Tekst źródłowy »
◇ ◇ ◇ ◇ ◇ ◇ ◇
Ustalili granicę, której nie mogą przekroczyć.

Przeszłość Kamili jest owiana mgłą tajemnicy. Na skutek obrażeń doznanych podczas napaści dziewczyna straciła pamięć. Dochodzenie do siebie będzie trudne i niezmiernie długie. Aby nabrać sił i przyspieszyć ten proces, Kamila postanawia przez jakiś czas zostać w rodzinnym domu.

Kobieta dowiaduje się tyle, ile jej bliscy sądzą, że powinna wiedzieć. Między innymi tego, że mieszkający w pobliżu Tymon jest jej przyjacielem z dzieciństwa. Obecnie mężczyzna prowadzi gospodarstwo po zmarłych rodzicach.

Kamila wyrusza w podróż, żeby odkryć, jak wcześniej wyglądało jej życie. Przesyłane przez tajemniczego adoratora kwiaty świadczą o tym, że spotykała się z kimś, komu nadal na niej zależy. Jednak z każdym dniem Kamila coraz lepiej poznaje Tymona i zaczyna coś do niego czuć.

Nie mogąc ignorować chemii, która jest pomiędzy nimi, stawiają sobie granicę. Nie powinni jej przekraczać.
Czy będą umieli się oprzeć?
◇ ◇ ◇ ◇ ◇ ◇ ◇
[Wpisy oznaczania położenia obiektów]
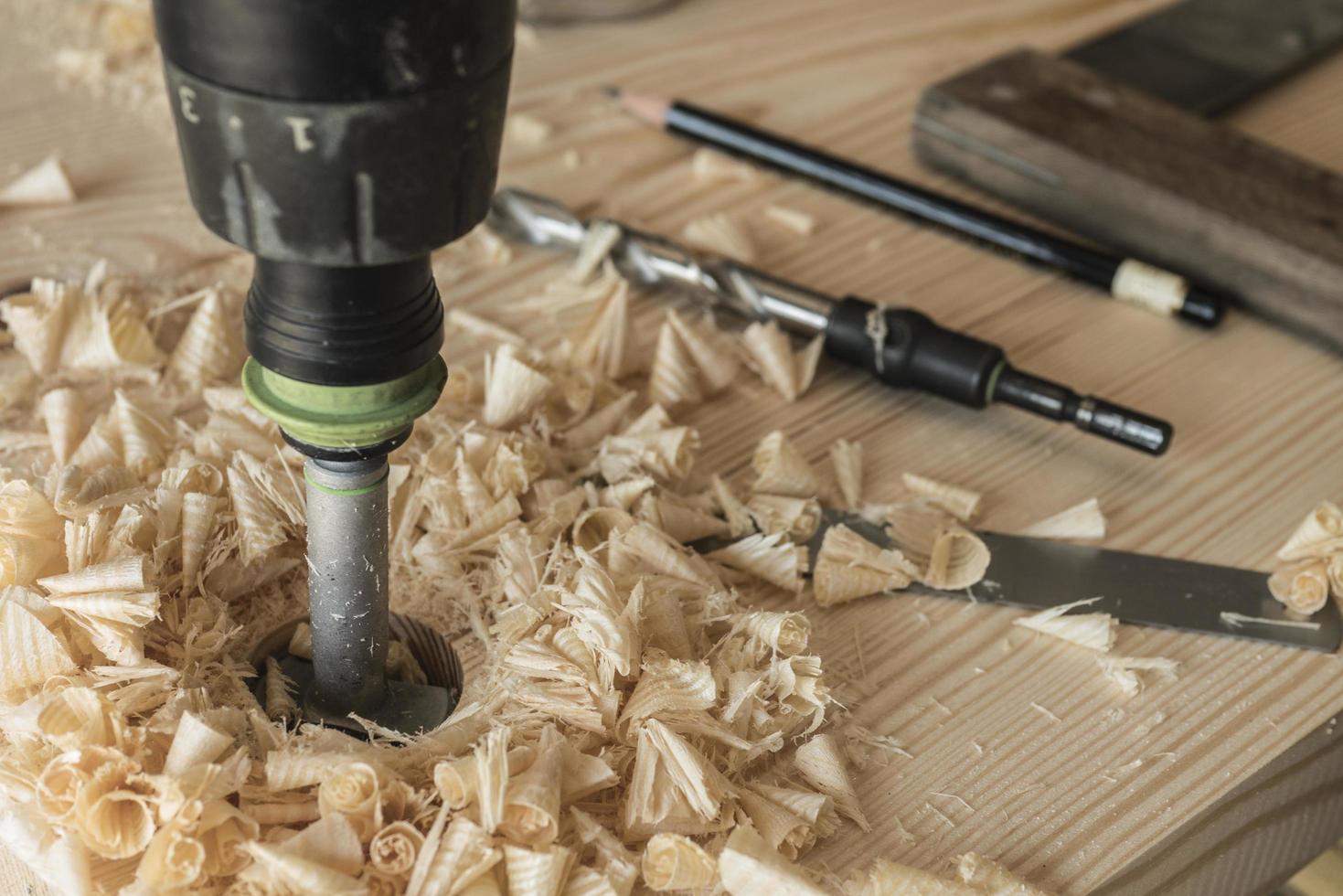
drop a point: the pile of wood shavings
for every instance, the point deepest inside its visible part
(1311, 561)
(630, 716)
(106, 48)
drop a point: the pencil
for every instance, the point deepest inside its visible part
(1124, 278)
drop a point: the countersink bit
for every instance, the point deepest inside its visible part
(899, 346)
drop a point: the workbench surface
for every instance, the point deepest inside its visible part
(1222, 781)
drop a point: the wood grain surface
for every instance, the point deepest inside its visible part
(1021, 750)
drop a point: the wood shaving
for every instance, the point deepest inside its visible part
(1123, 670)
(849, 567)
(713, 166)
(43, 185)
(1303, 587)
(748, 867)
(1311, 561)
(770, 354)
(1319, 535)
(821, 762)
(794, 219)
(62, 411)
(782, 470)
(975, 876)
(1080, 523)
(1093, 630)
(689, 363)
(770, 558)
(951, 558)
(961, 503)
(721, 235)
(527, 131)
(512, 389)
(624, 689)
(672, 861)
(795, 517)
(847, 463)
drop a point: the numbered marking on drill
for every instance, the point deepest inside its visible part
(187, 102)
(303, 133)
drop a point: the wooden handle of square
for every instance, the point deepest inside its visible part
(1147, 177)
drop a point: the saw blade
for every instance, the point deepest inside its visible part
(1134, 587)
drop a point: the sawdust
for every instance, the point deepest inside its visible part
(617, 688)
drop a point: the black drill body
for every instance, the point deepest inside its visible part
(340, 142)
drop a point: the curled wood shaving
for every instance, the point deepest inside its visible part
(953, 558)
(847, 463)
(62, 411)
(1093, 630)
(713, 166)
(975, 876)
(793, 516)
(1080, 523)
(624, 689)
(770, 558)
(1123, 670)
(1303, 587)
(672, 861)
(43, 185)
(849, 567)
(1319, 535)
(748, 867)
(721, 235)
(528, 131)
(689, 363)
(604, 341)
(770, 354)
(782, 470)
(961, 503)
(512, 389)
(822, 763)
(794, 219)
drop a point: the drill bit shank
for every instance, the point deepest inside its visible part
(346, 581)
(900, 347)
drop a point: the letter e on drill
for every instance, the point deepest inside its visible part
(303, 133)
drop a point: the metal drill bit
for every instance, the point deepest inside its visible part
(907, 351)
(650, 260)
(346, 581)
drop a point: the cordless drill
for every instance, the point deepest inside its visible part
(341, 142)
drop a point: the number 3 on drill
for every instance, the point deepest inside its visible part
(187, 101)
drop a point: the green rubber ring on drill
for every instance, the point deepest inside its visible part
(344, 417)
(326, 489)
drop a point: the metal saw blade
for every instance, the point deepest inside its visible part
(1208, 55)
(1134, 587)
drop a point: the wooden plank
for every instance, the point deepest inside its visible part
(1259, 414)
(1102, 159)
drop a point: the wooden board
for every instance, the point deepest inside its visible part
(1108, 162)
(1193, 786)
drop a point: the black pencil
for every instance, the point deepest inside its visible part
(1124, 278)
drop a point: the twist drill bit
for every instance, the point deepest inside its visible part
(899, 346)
◇ ◇ ◇ ◇ ◇ ◇ ◇
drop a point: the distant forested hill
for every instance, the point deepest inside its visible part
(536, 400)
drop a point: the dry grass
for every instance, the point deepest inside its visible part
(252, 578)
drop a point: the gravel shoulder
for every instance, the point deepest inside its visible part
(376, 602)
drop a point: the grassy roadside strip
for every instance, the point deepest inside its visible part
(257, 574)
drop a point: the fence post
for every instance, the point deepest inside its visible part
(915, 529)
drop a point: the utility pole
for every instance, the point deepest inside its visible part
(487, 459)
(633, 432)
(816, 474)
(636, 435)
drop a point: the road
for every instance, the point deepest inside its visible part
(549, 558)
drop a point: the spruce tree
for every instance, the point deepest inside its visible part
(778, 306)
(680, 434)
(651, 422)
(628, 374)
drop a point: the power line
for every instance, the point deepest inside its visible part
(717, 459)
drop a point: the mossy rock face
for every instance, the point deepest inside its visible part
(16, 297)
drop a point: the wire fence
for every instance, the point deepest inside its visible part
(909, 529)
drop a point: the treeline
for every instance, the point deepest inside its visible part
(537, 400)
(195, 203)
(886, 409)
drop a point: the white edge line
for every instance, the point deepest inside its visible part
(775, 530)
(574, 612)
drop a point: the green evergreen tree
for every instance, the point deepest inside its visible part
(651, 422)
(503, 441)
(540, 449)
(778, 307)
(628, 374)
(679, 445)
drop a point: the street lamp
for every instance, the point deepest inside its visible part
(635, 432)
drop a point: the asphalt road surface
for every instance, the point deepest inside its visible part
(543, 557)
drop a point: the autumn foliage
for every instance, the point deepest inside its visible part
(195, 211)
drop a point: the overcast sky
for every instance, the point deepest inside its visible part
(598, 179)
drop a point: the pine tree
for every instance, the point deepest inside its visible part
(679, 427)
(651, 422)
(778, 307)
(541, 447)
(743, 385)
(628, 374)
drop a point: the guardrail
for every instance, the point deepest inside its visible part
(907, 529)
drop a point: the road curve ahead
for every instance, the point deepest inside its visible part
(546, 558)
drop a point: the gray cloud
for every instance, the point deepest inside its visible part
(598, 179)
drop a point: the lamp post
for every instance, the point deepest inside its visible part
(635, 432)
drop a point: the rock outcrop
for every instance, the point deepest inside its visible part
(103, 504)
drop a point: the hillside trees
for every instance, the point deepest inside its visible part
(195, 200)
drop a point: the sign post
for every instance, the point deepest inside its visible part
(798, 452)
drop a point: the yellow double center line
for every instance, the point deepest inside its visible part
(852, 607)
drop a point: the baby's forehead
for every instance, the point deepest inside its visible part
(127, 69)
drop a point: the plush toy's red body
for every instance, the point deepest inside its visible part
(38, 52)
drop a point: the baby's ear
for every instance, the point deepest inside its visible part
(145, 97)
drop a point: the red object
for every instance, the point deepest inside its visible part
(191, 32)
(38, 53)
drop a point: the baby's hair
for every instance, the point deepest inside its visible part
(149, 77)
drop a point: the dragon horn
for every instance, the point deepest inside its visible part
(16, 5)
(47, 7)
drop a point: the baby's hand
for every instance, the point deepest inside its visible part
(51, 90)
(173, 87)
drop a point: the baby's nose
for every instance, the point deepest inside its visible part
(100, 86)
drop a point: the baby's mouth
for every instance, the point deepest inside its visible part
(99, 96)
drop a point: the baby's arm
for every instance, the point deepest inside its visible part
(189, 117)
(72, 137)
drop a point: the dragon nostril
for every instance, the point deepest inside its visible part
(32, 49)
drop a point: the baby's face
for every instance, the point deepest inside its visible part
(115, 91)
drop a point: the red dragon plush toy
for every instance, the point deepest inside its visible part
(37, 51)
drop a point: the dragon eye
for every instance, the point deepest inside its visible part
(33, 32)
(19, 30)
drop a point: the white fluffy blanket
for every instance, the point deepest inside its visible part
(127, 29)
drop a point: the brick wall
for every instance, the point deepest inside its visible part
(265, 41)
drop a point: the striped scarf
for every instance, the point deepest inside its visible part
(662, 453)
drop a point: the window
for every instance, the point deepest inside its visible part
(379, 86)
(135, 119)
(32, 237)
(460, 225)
◇ ◇ ◇ ◇ ◇ ◇ ◇
Polecenia do ćwiczenia »
(a) Odpowiedz na podstawie tekstu źródłowego:
(i) Co było przyczyną utraty pamięci przez Kamilę?
(ii) Kim według bliskich jest dla Kamili Tymon?
(iii) Co obecnie prowadzi Tymon?
(b) Przepisz z tekstu źródłowego fragment zaczynający się od „Ustalili granicę, której” i kończący się na „po zmarłych rodzicach.”.
Dane nie mają żadnego znaczenia dla tego ćwiczenia.

Odpowiedzi po kolei »
(a)
(i) Obrażenia, których Kamila doznała podczas napaści.
(ii) Tymon jest jej przyjacielem z dzieciństwa.
(iii) Tymon prowadzi gospodarstwo po zmarłych rodzicach.

(b)
Ustalili granicę, której nie mogą przekroczyć.

Przeszłość Kamili jest owiana mgłą tajemnicy. Na skutek obrażeń doznanych podczas napaści dziewczyna straciła pamięć. Dochodzenie do siebie będzie trudne i niezmiernie długie. Aby nabrać sił i przyspieszyć ten proces, Kamila postanawia przez jakiś czas zostać w rodzinnym domu.

Kobieta dowiaduje się tyle, ile jej bliscy sądzą, że powinna wiedzieć. Między innymi tego, że mieszkający w pobliżu Tymon jest jej przyjacielem z dzieciństwa. Obecnie mężczyzna prowadzi gospodarstwo po zmarłych rodzicach.